(Point-per-instance localization data)
'''

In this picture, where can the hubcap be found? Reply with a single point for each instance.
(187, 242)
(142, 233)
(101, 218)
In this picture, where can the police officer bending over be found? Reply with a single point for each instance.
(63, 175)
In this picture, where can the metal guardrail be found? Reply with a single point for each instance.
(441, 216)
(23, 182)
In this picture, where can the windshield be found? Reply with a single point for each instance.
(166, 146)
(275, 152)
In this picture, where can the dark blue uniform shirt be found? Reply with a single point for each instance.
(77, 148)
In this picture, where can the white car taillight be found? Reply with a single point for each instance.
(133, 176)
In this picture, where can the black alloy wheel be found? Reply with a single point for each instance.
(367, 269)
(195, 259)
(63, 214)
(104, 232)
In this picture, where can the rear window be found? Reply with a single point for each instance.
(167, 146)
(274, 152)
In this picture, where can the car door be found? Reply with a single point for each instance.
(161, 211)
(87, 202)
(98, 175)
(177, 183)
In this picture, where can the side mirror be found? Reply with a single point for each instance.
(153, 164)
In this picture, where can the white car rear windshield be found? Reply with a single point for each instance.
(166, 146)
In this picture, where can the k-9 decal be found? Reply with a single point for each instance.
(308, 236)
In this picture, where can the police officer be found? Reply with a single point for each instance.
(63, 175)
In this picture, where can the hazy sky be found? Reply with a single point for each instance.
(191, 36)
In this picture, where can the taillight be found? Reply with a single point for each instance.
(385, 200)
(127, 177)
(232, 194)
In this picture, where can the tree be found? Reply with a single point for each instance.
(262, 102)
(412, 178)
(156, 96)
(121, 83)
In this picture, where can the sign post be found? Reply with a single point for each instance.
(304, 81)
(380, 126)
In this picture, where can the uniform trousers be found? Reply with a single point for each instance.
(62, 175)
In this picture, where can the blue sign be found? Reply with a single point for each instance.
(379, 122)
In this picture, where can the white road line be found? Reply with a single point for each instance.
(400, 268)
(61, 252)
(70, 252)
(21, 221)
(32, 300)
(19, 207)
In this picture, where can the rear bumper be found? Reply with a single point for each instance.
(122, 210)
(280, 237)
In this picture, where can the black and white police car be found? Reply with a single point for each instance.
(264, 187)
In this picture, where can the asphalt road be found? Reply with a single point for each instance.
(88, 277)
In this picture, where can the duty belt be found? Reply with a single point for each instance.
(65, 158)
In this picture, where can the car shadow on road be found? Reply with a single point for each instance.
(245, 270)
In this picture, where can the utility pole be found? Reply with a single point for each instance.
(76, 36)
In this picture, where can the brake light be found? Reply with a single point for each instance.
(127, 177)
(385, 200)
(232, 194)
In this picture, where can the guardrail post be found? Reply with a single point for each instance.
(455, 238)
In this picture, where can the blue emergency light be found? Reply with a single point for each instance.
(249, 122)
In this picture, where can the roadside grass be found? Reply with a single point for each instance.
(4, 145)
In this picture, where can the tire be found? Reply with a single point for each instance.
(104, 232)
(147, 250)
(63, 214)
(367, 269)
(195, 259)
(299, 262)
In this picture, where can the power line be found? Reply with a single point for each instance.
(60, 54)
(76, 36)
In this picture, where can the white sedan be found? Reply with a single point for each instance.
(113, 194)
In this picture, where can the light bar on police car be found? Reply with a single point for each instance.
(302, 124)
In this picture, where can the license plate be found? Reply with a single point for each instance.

'''

# Exercise requirements:
Please transcribe the entries above exactly as written.

# Exercise response:
In this picture, where can the hubcap be found? Reply with a single point for each instance.
(187, 242)
(142, 233)
(101, 218)
In this picture, where can the police officer bending over be found? Reply with a single point for each instance.
(63, 175)
In this picture, where can the metal guardrail be found? Reply with a single point for each instance.
(441, 216)
(23, 182)
In this picture, where can the windshield be found? Reply with a single point for each instance.
(166, 146)
(275, 152)
In this picture, where can the dark blue uniform shirt be found? Reply with a single point for each instance.
(77, 148)
In this picture, where can the white car taillight be found? Reply with a single point for each instance.
(133, 176)
In this picture, where can the black alloy wheel be found? Reply with a single point for each instance.
(367, 269)
(195, 259)
(63, 214)
(104, 232)
In this picture, where can the rear window be found? Reply with a single point for each instance.
(167, 146)
(274, 152)
In this picture, where can the car door be found? Reply with a single point for each instance.
(161, 211)
(87, 202)
(98, 175)
(177, 183)
In this picture, where can the side mirror be found? Reply with a single point for each instance.
(153, 164)
In this picture, where can the white car rear windshield be found? Reply with a single point for each instance.
(166, 146)
In this picture, where can the k-9 decal be found? Reply with a single point for each instance.
(308, 236)
In this picture, where can the police officer be found? Reply with a single point for each instance.
(63, 175)
In this picture, where can the hazy sky be found? Reply with a single point for each instance.
(191, 36)
In this picture, where can the taillight be found? Reply with a single point for each instance.
(385, 200)
(127, 177)
(232, 194)
In this picture, where can the tree be found? Reply with a single point for each instance.
(262, 102)
(412, 178)
(156, 96)
(121, 83)
In this picture, where can the sign post be found? Reply with a single point for each instance.
(304, 81)
(380, 126)
In this picture, where can the uniform trousers be found? Reply with a single point for each instance.
(62, 175)
In this picture, where can the blue sign be found? Reply with a single point for each instance.
(379, 122)
In this picture, where can the white road line be found? Reply with a single point for each instance.
(400, 268)
(61, 252)
(70, 252)
(21, 221)
(32, 300)
(19, 207)
In this picture, where can the rear bumper be found? Reply with a single point for each instance.
(122, 210)
(280, 237)
In this picture, where can the black and white police car be found? Reply with a single point for each instance.
(264, 187)
In this picture, where can the asphalt road be found? Reply with a single point for each instance.
(88, 277)
In this picture, where can the duty belt be found? Reply with a single point for each instance.
(65, 158)
In this picture, where can the car shadow on road be found? Reply with a single point for each instance.
(245, 270)
In this picture, where can the utility pole be found? Reply with a single point for each instance.
(76, 36)
In this picture, where can the brake light be found? Reply with a single point for each instance.
(127, 177)
(385, 200)
(232, 194)
In this picture, where can the guardrail post be found? Reply with a single point for each instance.
(455, 238)
In this picture, where can the blue emergency light be found? Reply with a single point for each instance.
(249, 122)
In this picture, where can the roadside grass be found? Reply with a single point for each instance.
(4, 145)
In this picture, where can the tire be found? Reply with a single point for each instance.
(104, 232)
(147, 250)
(63, 214)
(367, 269)
(195, 259)
(299, 262)
In this picture, where can the power line be found? Reply with a single point for each instance.
(60, 54)
(76, 36)
In this picture, where can the white sedan be found? Reply with a single point for each instance.
(113, 194)
In this picture, where can the light bar on police car be found? Reply with a single point for each instance.
(302, 124)
In this picture, where can the license plate be found? Reply with a single point for each instance.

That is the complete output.